In how many lines of the records does the word "tanker" appear? Reply with the number and nothing else.

** Opening Data in this exercise block **

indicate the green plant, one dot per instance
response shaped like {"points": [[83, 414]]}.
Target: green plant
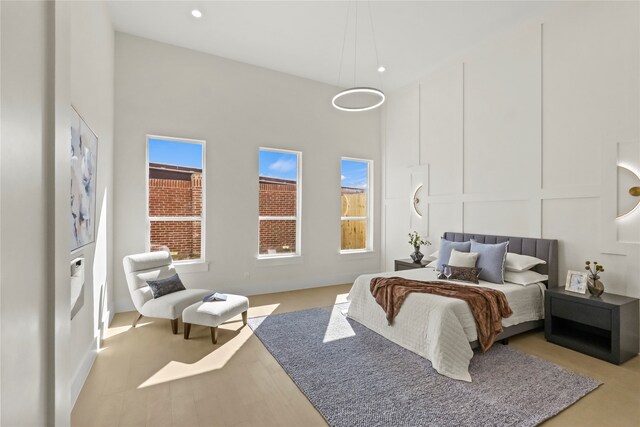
{"points": [[416, 241], [593, 269]]}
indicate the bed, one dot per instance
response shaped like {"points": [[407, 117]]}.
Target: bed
{"points": [[442, 329]]}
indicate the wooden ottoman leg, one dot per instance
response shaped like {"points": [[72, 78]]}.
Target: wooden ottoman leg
{"points": [[135, 322], [187, 330]]}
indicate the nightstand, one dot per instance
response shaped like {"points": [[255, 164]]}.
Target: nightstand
{"points": [[605, 327], [408, 264]]}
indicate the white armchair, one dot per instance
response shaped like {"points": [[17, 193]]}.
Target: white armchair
{"points": [[138, 269]]}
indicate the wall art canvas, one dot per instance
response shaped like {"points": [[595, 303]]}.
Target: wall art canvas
{"points": [[84, 162]]}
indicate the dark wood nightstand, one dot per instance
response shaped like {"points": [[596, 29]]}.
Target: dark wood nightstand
{"points": [[408, 264], [605, 327]]}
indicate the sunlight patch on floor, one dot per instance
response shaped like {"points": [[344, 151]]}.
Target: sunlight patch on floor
{"points": [[341, 298], [219, 357], [338, 327], [216, 359], [117, 330]]}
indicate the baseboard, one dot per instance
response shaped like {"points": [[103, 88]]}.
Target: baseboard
{"points": [[83, 371]]}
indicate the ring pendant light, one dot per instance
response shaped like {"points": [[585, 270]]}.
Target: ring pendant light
{"points": [[355, 90]]}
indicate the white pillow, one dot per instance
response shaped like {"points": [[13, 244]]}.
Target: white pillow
{"points": [[517, 262], [463, 259], [433, 256], [524, 278]]}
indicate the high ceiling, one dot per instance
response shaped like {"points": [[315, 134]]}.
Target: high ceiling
{"points": [[305, 38]]}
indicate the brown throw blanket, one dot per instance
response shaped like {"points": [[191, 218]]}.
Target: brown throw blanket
{"points": [[488, 306]]}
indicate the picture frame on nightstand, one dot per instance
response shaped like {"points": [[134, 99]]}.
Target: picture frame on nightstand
{"points": [[576, 282]]}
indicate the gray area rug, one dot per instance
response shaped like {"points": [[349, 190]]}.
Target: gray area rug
{"points": [[355, 377]]}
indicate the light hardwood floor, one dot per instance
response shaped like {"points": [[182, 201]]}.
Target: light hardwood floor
{"points": [[148, 377]]}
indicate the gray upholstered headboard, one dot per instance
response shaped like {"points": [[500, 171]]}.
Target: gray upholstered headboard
{"points": [[545, 249]]}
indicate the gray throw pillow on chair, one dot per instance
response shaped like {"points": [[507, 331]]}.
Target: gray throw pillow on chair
{"points": [[491, 258], [166, 286], [444, 252]]}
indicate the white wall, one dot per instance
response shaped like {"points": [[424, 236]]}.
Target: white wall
{"points": [[521, 136], [236, 108], [92, 93], [26, 135]]}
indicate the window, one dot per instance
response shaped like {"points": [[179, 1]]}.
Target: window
{"points": [[279, 216], [356, 205], [175, 190]]}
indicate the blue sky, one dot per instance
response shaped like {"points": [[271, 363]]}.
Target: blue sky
{"points": [[354, 174], [273, 164], [175, 153], [278, 165]]}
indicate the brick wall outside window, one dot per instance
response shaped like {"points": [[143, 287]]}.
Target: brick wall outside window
{"points": [[183, 197], [176, 197], [277, 198]]}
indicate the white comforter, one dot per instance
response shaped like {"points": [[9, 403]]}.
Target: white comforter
{"points": [[435, 327]]}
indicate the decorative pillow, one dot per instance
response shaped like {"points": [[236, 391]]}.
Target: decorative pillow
{"points": [[467, 274], [446, 246], [491, 260], [166, 286], [433, 256], [524, 278], [517, 262], [463, 259]]}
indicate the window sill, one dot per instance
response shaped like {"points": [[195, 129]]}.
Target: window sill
{"points": [[359, 254], [275, 260], [191, 266]]}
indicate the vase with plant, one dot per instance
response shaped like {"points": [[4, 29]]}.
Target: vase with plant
{"points": [[416, 241], [595, 286]]}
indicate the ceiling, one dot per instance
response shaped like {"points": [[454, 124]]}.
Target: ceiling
{"points": [[305, 38]]}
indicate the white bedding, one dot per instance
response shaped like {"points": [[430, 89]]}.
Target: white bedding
{"points": [[435, 327]]}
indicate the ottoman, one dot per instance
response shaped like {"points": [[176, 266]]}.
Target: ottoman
{"points": [[215, 313]]}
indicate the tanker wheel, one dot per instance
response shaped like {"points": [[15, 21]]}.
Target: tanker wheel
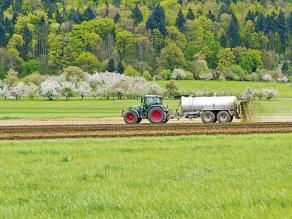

** Closing Data in this exercise block **

** Solution for this exercise **
2